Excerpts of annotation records
━━━━━━━━━━━━━━━━━━━━

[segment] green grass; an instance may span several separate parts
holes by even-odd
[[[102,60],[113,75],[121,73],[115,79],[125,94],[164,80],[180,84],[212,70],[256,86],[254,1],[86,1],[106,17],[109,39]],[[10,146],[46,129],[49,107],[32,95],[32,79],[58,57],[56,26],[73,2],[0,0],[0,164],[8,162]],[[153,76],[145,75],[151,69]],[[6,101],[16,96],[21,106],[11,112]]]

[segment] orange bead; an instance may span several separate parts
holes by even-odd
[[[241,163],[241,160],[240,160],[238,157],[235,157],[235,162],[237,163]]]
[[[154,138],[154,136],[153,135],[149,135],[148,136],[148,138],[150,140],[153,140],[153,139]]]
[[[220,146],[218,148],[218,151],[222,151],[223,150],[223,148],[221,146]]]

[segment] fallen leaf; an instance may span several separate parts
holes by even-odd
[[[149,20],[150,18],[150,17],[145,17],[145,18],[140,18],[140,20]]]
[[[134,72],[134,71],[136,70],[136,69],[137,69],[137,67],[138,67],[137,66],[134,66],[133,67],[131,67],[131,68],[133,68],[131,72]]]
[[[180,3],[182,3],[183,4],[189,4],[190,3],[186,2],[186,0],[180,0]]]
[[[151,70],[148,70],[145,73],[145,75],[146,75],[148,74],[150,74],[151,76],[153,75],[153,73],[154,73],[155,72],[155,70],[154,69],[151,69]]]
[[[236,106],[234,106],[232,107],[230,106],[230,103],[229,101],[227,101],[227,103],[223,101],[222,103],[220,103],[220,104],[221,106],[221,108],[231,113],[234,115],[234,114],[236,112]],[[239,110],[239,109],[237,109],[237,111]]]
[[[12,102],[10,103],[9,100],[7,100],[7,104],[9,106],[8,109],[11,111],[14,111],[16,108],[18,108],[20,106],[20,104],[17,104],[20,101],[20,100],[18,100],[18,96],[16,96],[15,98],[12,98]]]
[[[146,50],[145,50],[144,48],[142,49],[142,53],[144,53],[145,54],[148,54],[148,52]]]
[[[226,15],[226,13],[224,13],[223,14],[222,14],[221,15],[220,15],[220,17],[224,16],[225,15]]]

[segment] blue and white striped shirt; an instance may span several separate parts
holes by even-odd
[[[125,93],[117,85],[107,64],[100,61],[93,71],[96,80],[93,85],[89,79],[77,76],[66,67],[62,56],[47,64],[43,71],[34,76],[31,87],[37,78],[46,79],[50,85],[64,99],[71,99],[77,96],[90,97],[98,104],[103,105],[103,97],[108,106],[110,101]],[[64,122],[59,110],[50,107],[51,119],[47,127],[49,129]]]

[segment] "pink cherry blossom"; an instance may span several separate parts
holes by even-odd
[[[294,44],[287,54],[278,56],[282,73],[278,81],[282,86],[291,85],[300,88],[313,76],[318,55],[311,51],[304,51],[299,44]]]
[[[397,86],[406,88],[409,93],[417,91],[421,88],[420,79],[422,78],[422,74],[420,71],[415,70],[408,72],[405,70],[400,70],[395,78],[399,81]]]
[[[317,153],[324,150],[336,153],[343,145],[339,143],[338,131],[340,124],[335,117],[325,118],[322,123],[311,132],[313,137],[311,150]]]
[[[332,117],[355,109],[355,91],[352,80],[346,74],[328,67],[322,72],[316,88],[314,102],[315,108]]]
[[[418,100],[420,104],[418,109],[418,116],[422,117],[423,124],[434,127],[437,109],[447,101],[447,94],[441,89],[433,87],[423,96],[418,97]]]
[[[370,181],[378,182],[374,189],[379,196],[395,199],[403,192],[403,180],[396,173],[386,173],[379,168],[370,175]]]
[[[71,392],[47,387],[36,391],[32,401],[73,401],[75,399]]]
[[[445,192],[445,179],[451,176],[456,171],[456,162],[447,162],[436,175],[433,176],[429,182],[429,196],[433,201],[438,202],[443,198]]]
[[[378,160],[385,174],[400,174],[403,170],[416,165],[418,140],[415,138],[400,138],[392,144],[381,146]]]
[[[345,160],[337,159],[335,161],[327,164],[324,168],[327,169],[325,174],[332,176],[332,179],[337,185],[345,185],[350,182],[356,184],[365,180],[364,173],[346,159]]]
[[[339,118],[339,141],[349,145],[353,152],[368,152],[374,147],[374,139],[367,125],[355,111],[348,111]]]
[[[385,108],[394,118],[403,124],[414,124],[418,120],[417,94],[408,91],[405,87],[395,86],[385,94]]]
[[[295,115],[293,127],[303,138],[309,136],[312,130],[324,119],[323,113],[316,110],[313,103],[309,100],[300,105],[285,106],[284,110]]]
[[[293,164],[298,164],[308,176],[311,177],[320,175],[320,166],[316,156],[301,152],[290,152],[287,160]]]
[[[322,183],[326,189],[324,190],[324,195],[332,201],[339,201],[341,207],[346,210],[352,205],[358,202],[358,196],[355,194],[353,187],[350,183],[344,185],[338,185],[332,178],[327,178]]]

━━━━━━━━━━━━━━━━━━━━

WHAT YOU SHOULD DO: Return every line above that contains the word "instance", treating uppercase and lowercase as different.

TASK ANSWER:
[segment] green grass; an instance may span several separate parts
[segment] orange bead; an instance may span several separate parts
[segment] fallen leaf; an instance may span several separate parts
[segment] blue and white striped shirt; an instance may span several separate parts
[segment] "pink cherry blossom"; an instance may span several separate parts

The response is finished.